=== Records for processing ===
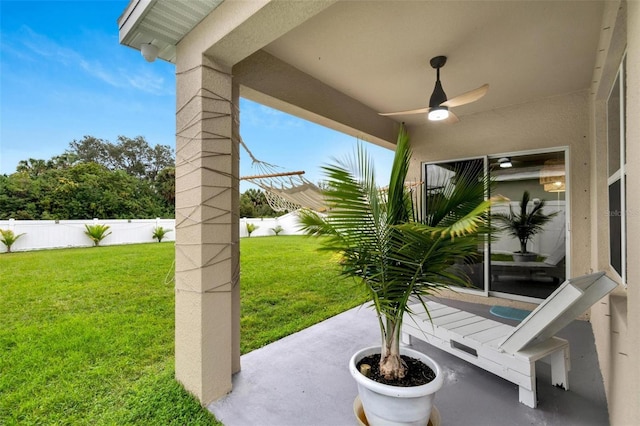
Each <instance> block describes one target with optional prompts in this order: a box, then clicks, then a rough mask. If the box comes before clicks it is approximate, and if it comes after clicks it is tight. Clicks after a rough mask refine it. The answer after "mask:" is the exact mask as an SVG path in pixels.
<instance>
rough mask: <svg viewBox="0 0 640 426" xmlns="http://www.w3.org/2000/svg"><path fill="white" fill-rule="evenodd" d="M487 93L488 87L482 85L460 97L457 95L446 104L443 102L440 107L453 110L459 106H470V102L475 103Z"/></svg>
mask: <svg viewBox="0 0 640 426" xmlns="http://www.w3.org/2000/svg"><path fill="white" fill-rule="evenodd" d="M487 91H489V85H488V84H483V85H482V86H480V87H478V88H477V89H473V90H471V91H469V92H466V93H463V94H462V95H458V96H456V97H455V98H452V99H449V100H448V101H446V102H443V103H442V104H441V105H442V106H446V107H448V108H453V107H457V106H461V105H466V104H470V103H471V102H475V101H477V100H478V99H480V98H481V97H483V96H484V95H486V94H487Z"/></svg>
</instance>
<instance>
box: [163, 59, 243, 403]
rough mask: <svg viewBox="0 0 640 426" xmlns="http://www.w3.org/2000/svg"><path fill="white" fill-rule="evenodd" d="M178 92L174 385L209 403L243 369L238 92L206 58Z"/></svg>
mask: <svg viewBox="0 0 640 426" xmlns="http://www.w3.org/2000/svg"><path fill="white" fill-rule="evenodd" d="M176 85H177V99H176V103H177V113H176V119H177V126H176V132H177V134H176V266H175V268H176V273H175V297H176V301H175V320H176V323H175V345H176V347H175V354H176V366H175V367H176V378H177V379H178V380H179V381H180V382H181V383H182V384H183V385H184V386H185V388H186V389H187V390H188V391H189V392H191V393H193V394H194V395H195V396H196V397H197V398H198V399H199V400H200V402H201V403H202V404H208V403H209V402H211V401H213V400H215V399H217V398H219V397H221V396H223V395H225V394H226V393H228V392H229V391H230V390H231V376H232V374H233V373H234V372H236V371H238V370H239V369H240V339H239V336H240V331H239V330H240V326H239V324H240V296H239V294H240V289H239V275H240V267H239V258H240V256H239V245H238V243H239V228H238V226H239V222H238V202H239V195H238V188H239V187H238V182H239V179H238V171H239V153H238V103H237V101H238V90H237V87H236V88H234V85H233V81H232V77H231V74H230V70H229V69H226V68H225V67H223V66H221V65H219V64H217V63H215V62H214V61H213V60H211V59H210V58H208V57H206V56H202V60H201V63H199V64H196V65H193V63H191V64H190V65H188V66H185V63H182V64H181V63H180V61H178V64H177V75H176Z"/></svg>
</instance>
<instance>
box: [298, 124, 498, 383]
mask: <svg viewBox="0 0 640 426" xmlns="http://www.w3.org/2000/svg"><path fill="white" fill-rule="evenodd" d="M410 159H411V150H410V148H409V137H408V134H407V132H406V130H405V129H404V127H402V128H401V129H400V133H399V136H398V143H397V147H396V153H395V158H394V162H393V166H392V170H391V177H390V183H389V187H388V190H385V191H381V190H380V189H379V187H378V186H377V185H376V183H375V180H374V170H373V165H372V162H371V160H370V158H369V157H368V156H367V154H366V152H365V151H364V149H363V148H362V147H359V148H358V150H357V152H356V156H355V157H354V159H352V161H346V162H337V164H336V165H330V166H326V167H323V169H324V172H325V175H326V177H327V188H326V189H325V191H324V193H325V198H326V200H327V202H328V205H329V206H330V210H329V213H328V215H327V216H324V217H323V216H320V215H319V214H317V213H315V212H311V211H305V212H303V213H302V215H301V223H302V227H303V230H304V231H305V233H306V234H308V235H315V236H324V237H325V238H324V239H323V241H324V248H326V249H330V250H335V251H337V252H340V253H341V254H342V257H343V259H342V266H343V269H342V274H343V275H345V276H347V277H354V278H356V279H357V280H358V281H359V282H361V283H362V285H363V287H364V290H365V291H366V293H367V294H368V297H369V298H370V300H371V303H372V306H373V308H374V309H375V311H376V313H377V317H378V323H379V326H380V333H381V340H382V348H381V358H380V373H381V374H382V375H383V376H384V377H385V379H387V380H395V379H400V378H403V377H404V376H405V375H406V365H405V363H404V362H403V361H402V359H401V356H400V331H401V326H402V321H403V316H404V313H405V312H408V313H410V314H411V312H410V307H409V303H410V301H411V299H417V300H418V301H420V302H421V303H422V305H423V306H424V308H425V310H426V309H427V308H426V304H425V297H426V296H429V295H431V294H433V293H435V292H437V291H438V290H439V289H441V288H443V287H446V286H448V285H450V284H463V285H464V284H467V283H468V279H467V278H466V277H465V276H463V275H461V274H460V273H459V272H457V271H459V269H457V268H456V267H455V265H454V264H455V263H459V262H461V261H465V260H466V259H469V258H471V257H473V256H474V255H477V248H478V243H479V236H480V235H481V234H483V232H484V231H485V230H486V229H485V223H486V214H487V212H488V209H489V205H490V201H488V200H485V199H484V198H485V197H484V194H485V184H486V182H485V181H484V179H479V176H482V174H479V173H478V172H479V171H478V170H477V169H476V170H474V169H470V168H466V169H465V168H458V169H456V170H454V172H455V173H456V178H455V179H449V180H447V181H446V182H442V183H441V185H440V184H439V185H437V187H438V190H437V191H435V192H433V193H432V194H427V197H428V200H427V205H428V207H427V209H424V208H420V206H419V204H420V203H419V202H418V201H419V200H418V198H419V197H416V196H413V195H412V192H411V190H410V189H409V188H408V187H407V186H406V185H405V180H406V176H407V173H408V170H409V164H410Z"/></svg>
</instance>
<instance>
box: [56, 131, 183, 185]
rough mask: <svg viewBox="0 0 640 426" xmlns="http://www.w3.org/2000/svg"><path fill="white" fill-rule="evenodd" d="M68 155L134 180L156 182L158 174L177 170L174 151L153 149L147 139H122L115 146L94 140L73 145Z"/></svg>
mask: <svg viewBox="0 0 640 426" xmlns="http://www.w3.org/2000/svg"><path fill="white" fill-rule="evenodd" d="M66 153H67V154H73V155H76V156H77V158H78V160H79V161H81V162H84V163H89V162H93V163H97V164H100V165H103V166H105V167H107V168H108V169H109V170H123V171H125V172H126V173H128V174H130V175H131V176H135V177H137V178H140V179H146V180H149V181H154V180H155V178H156V176H157V175H158V173H159V172H160V171H161V170H163V169H165V168H167V167H174V166H175V161H174V159H173V150H172V149H171V147H169V146H168V145H156V146H154V147H151V146H150V145H149V143H148V142H147V141H146V139H145V138H144V137H143V136H136V137H135V138H133V139H131V138H128V137H126V136H118V141H117V142H116V143H111V142H109V141H105V140H102V139H98V138H95V137H93V136H85V137H84V138H83V139H82V140H80V141H76V140H74V141H72V142H71V143H69V149H68V150H67V152H66Z"/></svg>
===
Work request :: Every line of the data is to be transcribed exactly, and no picture is to be included.

Exercise response ::
Each <instance> block describes one target with optional prompts in this order: a box, then clicks, then a rough mask. If the box comes before clicks it is approximate, and if it comes after clicks it is tight. Clicks after a rough mask refine it. The answer after "mask:" is the exact mask as an SVG path in pixels.
<instance>
rough mask: <svg viewBox="0 0 640 426" xmlns="http://www.w3.org/2000/svg"><path fill="white" fill-rule="evenodd" d="M487 93L488 87L482 85L460 97L457 95L446 104L443 102L440 107L453 110L459 106H470V102L475 103Z"/></svg>
mask: <svg viewBox="0 0 640 426" xmlns="http://www.w3.org/2000/svg"><path fill="white" fill-rule="evenodd" d="M487 91H489V85H488V84H483V85H482V86H480V87H478V88H477V89H473V90H471V91H469V92H466V93H463V94H462V95H458V96H456V97H455V98H452V99H449V100H448V101H446V102H443V103H442V104H441V105H442V106H446V107H448V108H453V107H457V106H461V105H466V104H470V103H471V102H475V101H477V100H478V99H480V98H481V97H483V96H484V95H486V94H487Z"/></svg>
</instance>
<instance>
box: [163, 59, 243, 403]
rough mask: <svg viewBox="0 0 640 426" xmlns="http://www.w3.org/2000/svg"><path fill="white" fill-rule="evenodd" d="M178 92L174 385L209 403L243 369L238 92L206 58Z"/></svg>
mask: <svg viewBox="0 0 640 426" xmlns="http://www.w3.org/2000/svg"><path fill="white" fill-rule="evenodd" d="M176 85H177V99H176V103H177V113H176V119H177V126H176V132H177V134H176V266H175V268H176V273H175V297H176V301H175V320H176V323H175V345H176V347H175V354H176V366H175V367H176V378H177V379H178V380H179V381H180V382H181V383H182V384H183V385H184V386H185V388H186V389H187V390H188V391H189V392H191V393H193V394H194V395H195V396H196V397H197V398H198V399H199V400H200V402H201V403H202V404H208V403H209V402H211V401H213V400H215V399H217V398H219V397H221V396H223V395H225V394H226V393H228V392H229V391H230V390H231V376H232V374H233V373H234V372H236V371H238V370H239V369H240V339H239V336H240V331H239V330H240V326H239V324H240V296H239V294H240V289H239V275H240V267H239V258H240V256H239V245H238V243H239V228H238V226H239V222H238V202H239V195H238V188H239V187H238V182H239V179H238V171H239V153H238V103H237V101H238V90H237V87H236V88H234V85H233V81H232V77H231V74H230V70H229V69H226V68H225V67H223V66H221V65H219V64H217V63H215V62H214V61H213V60H211V59H210V58H208V57H206V56H202V60H201V63H199V64H196V65H193V63H191V64H190V65H188V66H185V63H182V64H181V63H180V61H178V64H177V75H176Z"/></svg>
</instance>
<instance>
box: [298, 124, 498, 383]
mask: <svg viewBox="0 0 640 426" xmlns="http://www.w3.org/2000/svg"><path fill="white" fill-rule="evenodd" d="M410 159H411V150H410V148H409V137H408V134H407V132H406V130H405V129H404V127H402V128H401V129H400V133H399V136H398V143H397V147H396V153H395V158H394V162H393V166H392V170H391V177H390V183H389V187H388V190H385V191H381V190H380V189H379V187H378V186H377V185H376V183H375V180H374V170H373V165H372V162H371V160H370V158H369V157H368V156H367V154H366V152H365V151H364V149H363V148H362V147H359V148H358V150H357V152H356V156H355V157H354V159H352V161H346V162H337V164H336V165H330V166H326V167H323V169H324V172H325V175H326V177H327V188H326V189H325V191H324V193H325V198H326V200H327V202H328V205H329V206H330V210H329V213H328V215H327V216H324V217H323V216H320V215H319V214H317V213H315V212H311V211H305V212H303V213H302V215H301V223H302V227H303V230H304V231H305V233H306V234H308V235H315V236H324V237H325V238H324V239H323V241H324V248H326V249H330V250H335V251H337V252H340V253H341V254H342V257H343V259H342V266H343V269H342V274H343V275H345V276H347V277H354V278H356V279H357V280H358V281H359V282H361V283H362V285H363V287H364V290H365V291H366V293H367V294H368V297H369V298H370V300H371V303H372V306H373V308H374V309H375V311H376V313H377V317H378V323H379V326H380V333H381V340H382V348H381V358H380V373H381V374H382V375H383V376H384V377H385V379H387V380H395V379H400V378H403V377H404V376H405V375H406V365H405V363H404V362H403V361H402V359H401V356H400V331H401V326H402V321H403V316H404V313H405V312H408V313H410V314H411V312H410V307H409V303H410V301H411V299H417V300H418V301H420V302H421V303H422V305H423V306H424V308H425V310H426V309H427V308H426V304H425V297H426V296H429V295H431V294H433V293H435V292H437V291H438V290H439V289H441V288H443V287H446V286H448V285H450V284H463V285H464V284H467V283H468V279H467V278H466V277H465V276H463V275H461V274H460V273H459V272H457V271H459V269H457V268H456V267H455V265H454V264H455V263H459V262H461V261H465V260H466V259H469V258H471V257H473V256H474V255H477V248H478V243H479V236H480V235H481V234H483V232H484V231H485V230H486V229H485V223H486V214H487V212H488V209H489V205H490V201H488V200H485V199H484V198H485V197H484V194H485V184H486V182H485V181H484V179H479V176H482V174H479V173H478V172H479V171H478V170H477V169H476V170H474V169H470V168H466V169H465V168H458V169H456V170H454V172H455V173H456V178H455V179H449V180H447V181H446V182H442V183H441V185H440V184H439V185H437V187H438V190H437V191H435V192H433V193H432V194H427V197H428V200H427V205H428V207H427V209H424V208H420V206H419V204H420V203H419V202H418V201H419V200H418V198H419V197H416V196H413V195H412V192H411V190H410V189H409V188H408V187H407V186H406V185H405V180H406V176H407V173H408V170H409V164H410Z"/></svg>
</instance>
<instance>
box: [56, 131, 183, 185]
rough mask: <svg viewBox="0 0 640 426" xmlns="http://www.w3.org/2000/svg"><path fill="white" fill-rule="evenodd" d="M68 155L134 180L156 182L158 174L177 170L174 151L153 149L147 139H122L115 146L94 140L73 145Z"/></svg>
mask: <svg viewBox="0 0 640 426" xmlns="http://www.w3.org/2000/svg"><path fill="white" fill-rule="evenodd" d="M66 153H67V154H73V155H76V156H77V158H78V160H79V161H81V162H84V163H89V162H93V163H97V164H100V165H103V166H105V167H107V168H108V169H109V170H123V171H125V172H126V173H128V174H130V175H131V176H135V177H137V178H140V179H146V180H149V181H154V180H155V178H156V176H157V175H158V173H159V172H160V171H161V170H163V169H165V168H167V167H174V166H175V161H174V159H173V150H172V149H171V147H169V146H168V145H156V146H154V147H151V146H150V145H149V143H148V142H147V141H146V139H145V138H144V137H143V136H136V137H135V138H133V139H131V138H128V137H126V136H118V141H117V142H116V143H111V142H109V141H105V140H102V139H98V138H95V137H93V136H85V137H84V138H83V139H82V140H80V141H76V140H74V141H72V142H71V143H69V149H68V150H67V152H66Z"/></svg>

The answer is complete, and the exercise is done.